(Extracted data entries)

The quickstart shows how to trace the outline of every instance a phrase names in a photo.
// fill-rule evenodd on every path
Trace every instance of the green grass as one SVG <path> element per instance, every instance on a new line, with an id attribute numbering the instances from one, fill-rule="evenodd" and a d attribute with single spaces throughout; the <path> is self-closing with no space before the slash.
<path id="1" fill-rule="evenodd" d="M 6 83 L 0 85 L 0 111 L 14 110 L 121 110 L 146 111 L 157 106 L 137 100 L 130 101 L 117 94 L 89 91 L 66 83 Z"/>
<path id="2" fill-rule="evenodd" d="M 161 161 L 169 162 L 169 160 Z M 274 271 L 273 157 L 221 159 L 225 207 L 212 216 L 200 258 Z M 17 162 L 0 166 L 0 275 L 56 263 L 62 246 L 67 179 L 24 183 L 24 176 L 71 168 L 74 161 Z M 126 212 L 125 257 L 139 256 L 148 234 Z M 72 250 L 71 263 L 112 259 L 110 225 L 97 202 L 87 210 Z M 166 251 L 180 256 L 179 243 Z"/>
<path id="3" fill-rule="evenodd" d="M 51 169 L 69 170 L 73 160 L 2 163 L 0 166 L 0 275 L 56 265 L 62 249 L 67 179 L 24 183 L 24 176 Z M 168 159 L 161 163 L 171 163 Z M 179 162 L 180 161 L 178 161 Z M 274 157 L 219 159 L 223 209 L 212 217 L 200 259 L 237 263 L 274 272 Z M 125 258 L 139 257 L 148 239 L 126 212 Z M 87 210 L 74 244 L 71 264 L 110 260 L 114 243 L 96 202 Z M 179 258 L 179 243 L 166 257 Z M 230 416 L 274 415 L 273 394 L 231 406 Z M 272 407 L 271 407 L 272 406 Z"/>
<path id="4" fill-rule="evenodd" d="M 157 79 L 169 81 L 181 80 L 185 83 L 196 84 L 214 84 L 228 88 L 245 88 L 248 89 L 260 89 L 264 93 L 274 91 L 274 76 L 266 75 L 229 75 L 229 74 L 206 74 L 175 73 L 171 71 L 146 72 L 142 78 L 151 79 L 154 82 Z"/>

* WHAT NEEDS TO BE DONE:
Copy out every line of the items above without changing anything.

* OUTPUT BELOW:
The quickstart shows how to trace the outline of every instance a phrase names in a photo.
// fill-rule evenodd on every path
Trace every instance of the green grass as one SVG <path> element per instance, every instance on a new line, with an id attribute numbering the instances from one, fill-rule="evenodd" and a d attribute with single spaces throughout; the <path> is self-closing with no space before the slash.
<path id="1" fill-rule="evenodd" d="M 6 83 L 0 85 L 0 111 L 14 110 L 121 110 L 146 111 L 157 106 L 137 100 L 130 101 L 117 94 L 89 91 L 66 83 Z"/>
<path id="2" fill-rule="evenodd" d="M 161 161 L 169 162 L 169 160 Z M 274 271 L 273 157 L 221 159 L 225 207 L 212 216 L 200 258 Z M 17 162 L 0 166 L 0 275 L 56 263 L 62 246 L 67 179 L 24 183 L 24 176 L 71 168 L 74 161 Z M 126 212 L 125 257 L 139 256 L 148 234 Z M 72 250 L 71 263 L 112 259 L 110 225 L 97 202 L 87 210 Z M 166 251 L 180 256 L 179 243 Z"/>
<path id="3" fill-rule="evenodd" d="M 51 169 L 69 170 L 73 160 L 2 163 L 0 166 L 0 275 L 56 265 L 62 249 L 67 179 L 24 183 L 24 176 Z M 168 159 L 161 163 L 171 163 Z M 179 162 L 180 161 L 178 161 Z M 274 157 L 219 159 L 223 209 L 212 217 L 200 259 L 237 263 L 274 272 Z M 125 258 L 139 257 L 148 239 L 126 212 Z M 87 210 L 74 244 L 71 264 L 110 260 L 114 243 L 96 202 Z M 179 258 L 179 243 L 166 257 Z M 230 416 L 274 415 L 273 394 L 231 406 Z M 272 407 L 271 407 L 272 406 Z"/>
<path id="4" fill-rule="evenodd" d="M 157 79 L 169 81 L 181 80 L 185 83 L 196 84 L 214 84 L 228 88 L 245 88 L 248 89 L 260 89 L 264 93 L 274 91 L 274 76 L 266 75 L 229 75 L 229 74 L 206 74 L 175 73 L 171 71 L 146 72 L 142 78 L 151 79 L 154 82 Z"/>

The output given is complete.